Please copy the data below word for word, starting at its first line and ending at the line containing "[909,568,1000,596]", with both of those lines included.

Source data
## BEGIN
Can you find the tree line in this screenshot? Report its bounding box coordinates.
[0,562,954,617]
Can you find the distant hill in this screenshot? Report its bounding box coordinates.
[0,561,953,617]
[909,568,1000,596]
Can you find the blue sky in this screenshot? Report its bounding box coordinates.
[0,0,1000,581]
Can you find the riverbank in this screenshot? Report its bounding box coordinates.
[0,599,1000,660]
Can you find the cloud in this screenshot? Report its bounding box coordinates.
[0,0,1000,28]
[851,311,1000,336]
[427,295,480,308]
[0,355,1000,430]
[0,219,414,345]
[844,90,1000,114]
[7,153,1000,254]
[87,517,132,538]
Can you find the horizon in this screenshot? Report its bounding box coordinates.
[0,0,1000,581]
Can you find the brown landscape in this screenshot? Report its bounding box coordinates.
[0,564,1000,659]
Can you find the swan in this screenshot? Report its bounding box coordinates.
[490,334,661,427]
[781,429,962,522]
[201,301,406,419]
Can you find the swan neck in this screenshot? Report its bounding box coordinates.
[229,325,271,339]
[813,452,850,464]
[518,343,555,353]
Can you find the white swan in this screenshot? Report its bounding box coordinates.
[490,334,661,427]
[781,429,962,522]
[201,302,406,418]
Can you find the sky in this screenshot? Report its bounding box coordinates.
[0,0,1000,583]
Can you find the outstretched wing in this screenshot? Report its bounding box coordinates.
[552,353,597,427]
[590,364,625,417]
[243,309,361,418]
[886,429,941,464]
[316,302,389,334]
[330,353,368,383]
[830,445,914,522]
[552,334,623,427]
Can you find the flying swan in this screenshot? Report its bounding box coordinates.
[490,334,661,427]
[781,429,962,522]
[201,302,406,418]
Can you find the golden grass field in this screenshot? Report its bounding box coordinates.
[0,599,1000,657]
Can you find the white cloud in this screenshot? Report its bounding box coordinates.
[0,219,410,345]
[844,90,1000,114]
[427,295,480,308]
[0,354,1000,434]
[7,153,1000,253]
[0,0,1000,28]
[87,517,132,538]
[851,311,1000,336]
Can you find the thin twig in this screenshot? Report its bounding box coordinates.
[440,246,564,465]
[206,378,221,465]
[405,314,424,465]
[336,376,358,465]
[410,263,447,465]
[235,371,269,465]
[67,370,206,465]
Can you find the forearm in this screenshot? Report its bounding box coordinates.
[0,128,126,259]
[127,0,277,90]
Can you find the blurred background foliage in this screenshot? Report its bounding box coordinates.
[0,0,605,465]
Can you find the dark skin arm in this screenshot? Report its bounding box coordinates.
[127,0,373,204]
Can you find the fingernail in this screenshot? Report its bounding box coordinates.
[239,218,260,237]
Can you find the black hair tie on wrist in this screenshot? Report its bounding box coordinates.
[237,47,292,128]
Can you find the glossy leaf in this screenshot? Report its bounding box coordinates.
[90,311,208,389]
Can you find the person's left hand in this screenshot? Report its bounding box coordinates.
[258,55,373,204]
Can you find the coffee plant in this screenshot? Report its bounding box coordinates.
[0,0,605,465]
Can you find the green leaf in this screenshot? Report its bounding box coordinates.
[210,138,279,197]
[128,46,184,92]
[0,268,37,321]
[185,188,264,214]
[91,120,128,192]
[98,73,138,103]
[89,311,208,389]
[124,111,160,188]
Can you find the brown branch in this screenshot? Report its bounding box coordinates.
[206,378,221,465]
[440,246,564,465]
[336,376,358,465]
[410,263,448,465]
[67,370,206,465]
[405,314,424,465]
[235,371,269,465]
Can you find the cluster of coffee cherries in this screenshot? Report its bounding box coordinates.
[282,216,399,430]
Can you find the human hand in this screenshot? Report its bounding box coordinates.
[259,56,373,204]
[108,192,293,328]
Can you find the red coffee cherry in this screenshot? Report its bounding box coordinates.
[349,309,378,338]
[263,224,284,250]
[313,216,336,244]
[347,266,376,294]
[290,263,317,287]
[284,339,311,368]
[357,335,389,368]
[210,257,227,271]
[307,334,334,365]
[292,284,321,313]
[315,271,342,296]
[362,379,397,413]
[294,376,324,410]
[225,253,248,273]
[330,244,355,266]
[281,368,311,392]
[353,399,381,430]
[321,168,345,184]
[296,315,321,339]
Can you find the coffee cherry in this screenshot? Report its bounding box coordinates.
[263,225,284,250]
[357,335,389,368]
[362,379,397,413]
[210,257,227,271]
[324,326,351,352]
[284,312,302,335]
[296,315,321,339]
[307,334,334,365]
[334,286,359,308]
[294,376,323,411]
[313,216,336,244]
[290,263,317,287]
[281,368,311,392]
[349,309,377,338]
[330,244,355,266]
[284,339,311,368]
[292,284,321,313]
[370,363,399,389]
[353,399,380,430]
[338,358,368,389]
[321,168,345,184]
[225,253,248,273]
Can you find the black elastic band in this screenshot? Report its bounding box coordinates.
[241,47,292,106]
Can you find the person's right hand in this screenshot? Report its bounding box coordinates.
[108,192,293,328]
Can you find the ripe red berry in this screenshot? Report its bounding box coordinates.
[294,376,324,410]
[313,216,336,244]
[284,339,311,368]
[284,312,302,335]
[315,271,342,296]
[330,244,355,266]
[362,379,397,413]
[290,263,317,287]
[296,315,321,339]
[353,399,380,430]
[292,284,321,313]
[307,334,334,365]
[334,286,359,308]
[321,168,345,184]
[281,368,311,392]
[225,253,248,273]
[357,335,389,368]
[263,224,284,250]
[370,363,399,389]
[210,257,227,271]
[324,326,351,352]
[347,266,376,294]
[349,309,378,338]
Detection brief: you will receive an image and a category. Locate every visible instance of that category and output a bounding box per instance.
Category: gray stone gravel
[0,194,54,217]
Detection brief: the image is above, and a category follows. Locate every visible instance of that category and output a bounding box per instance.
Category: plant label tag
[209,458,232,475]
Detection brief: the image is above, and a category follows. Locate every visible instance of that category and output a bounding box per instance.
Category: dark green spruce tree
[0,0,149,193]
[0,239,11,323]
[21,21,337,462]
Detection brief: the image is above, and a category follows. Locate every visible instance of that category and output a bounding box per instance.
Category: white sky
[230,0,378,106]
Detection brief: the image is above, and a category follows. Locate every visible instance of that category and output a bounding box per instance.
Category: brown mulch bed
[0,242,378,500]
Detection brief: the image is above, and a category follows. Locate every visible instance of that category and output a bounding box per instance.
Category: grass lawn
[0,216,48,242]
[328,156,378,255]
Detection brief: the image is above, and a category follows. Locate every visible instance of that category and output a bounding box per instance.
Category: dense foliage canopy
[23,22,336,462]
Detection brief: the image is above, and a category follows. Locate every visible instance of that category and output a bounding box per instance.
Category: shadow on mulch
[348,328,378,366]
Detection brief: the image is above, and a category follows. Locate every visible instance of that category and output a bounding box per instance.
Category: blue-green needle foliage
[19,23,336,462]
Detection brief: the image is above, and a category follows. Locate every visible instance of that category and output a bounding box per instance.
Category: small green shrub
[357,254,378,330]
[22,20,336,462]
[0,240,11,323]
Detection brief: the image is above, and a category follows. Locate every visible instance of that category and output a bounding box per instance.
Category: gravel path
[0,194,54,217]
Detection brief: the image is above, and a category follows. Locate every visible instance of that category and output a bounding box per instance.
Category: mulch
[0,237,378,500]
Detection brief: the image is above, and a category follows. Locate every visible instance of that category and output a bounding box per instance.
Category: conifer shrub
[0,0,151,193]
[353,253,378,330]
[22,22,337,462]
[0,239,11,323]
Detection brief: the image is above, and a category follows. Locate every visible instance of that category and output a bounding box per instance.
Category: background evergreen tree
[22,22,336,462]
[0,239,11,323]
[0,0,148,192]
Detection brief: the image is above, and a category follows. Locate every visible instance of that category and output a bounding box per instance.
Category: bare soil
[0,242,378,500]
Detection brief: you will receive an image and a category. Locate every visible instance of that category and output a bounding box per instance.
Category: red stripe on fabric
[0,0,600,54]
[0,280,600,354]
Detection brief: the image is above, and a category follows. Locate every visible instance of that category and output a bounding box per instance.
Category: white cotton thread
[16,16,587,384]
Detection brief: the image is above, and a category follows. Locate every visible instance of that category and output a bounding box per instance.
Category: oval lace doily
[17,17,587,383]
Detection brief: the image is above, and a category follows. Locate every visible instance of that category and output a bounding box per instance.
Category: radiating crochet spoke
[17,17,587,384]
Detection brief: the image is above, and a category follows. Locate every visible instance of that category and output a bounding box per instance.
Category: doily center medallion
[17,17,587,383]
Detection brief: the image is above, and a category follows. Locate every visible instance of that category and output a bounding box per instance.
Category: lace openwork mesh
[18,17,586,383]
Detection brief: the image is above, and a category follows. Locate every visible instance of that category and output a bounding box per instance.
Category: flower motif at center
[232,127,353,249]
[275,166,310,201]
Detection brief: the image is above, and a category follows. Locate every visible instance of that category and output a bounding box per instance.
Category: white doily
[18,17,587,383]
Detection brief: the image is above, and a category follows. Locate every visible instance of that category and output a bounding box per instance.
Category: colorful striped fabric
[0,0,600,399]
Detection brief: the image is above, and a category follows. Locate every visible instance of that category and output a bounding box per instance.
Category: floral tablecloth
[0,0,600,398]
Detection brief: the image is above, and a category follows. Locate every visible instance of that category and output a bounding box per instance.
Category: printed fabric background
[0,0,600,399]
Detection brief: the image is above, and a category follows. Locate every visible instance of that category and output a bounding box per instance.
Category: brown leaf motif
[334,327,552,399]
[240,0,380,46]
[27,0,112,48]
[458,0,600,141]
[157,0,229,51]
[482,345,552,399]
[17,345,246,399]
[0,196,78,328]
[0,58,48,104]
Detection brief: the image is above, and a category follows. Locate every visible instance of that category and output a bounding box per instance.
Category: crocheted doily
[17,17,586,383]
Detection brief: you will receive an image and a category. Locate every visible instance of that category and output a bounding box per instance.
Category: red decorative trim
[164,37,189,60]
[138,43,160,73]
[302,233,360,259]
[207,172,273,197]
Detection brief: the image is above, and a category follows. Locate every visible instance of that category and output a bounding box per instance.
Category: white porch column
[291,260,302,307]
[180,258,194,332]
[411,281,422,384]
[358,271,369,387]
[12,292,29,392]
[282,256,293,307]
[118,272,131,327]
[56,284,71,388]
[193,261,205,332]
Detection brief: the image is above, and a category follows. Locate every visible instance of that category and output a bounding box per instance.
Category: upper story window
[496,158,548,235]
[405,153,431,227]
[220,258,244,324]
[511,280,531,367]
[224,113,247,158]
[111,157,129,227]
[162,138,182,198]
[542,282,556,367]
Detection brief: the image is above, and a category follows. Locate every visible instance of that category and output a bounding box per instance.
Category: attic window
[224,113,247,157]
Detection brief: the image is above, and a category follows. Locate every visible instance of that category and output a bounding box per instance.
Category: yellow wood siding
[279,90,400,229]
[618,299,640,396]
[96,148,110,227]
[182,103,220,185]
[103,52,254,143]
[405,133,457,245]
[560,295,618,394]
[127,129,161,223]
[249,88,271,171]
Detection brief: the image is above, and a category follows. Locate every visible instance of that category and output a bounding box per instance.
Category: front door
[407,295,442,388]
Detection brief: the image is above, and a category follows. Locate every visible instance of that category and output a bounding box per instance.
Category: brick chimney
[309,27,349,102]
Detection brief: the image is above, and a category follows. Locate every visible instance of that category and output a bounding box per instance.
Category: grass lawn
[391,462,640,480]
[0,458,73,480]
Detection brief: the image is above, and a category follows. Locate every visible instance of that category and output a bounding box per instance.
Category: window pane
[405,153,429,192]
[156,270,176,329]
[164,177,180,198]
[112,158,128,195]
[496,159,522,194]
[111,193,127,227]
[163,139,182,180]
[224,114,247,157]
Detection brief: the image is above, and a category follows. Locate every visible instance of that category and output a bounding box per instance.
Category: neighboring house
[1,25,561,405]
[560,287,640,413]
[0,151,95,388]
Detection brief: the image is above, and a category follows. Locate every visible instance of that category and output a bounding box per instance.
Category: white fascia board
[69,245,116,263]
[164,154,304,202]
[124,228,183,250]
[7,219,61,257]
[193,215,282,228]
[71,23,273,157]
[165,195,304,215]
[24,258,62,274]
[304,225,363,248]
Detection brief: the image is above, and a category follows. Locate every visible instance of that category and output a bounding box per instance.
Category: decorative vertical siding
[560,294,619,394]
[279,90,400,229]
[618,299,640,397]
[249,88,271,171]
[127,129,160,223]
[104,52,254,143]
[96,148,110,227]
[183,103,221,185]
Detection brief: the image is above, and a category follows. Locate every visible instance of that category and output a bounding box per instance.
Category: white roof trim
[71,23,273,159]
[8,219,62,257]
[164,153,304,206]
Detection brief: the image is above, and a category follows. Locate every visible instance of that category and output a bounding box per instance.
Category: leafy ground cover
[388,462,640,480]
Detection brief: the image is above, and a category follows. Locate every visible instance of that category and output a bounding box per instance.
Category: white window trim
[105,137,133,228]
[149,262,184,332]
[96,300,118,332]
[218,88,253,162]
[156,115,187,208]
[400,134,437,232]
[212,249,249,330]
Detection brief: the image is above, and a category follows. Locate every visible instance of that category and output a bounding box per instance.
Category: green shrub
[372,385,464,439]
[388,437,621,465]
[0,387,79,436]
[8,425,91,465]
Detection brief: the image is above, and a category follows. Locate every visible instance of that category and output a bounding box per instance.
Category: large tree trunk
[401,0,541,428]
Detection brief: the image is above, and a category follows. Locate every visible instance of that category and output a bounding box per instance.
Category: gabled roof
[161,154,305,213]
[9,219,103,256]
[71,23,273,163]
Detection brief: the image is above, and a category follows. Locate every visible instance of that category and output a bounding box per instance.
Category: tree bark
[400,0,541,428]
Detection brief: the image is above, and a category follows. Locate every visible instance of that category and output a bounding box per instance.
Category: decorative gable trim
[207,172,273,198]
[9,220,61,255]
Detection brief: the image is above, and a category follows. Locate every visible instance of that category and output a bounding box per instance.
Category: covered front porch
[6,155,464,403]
## END
RIGHT ANSWER:
Can you find the tree line in this screenshot? Report its bounding box coordinates.
[0,562,954,617]
Can you find the distant hill in this screenshot? Report its bounding box coordinates.
[0,561,953,617]
[909,568,1000,596]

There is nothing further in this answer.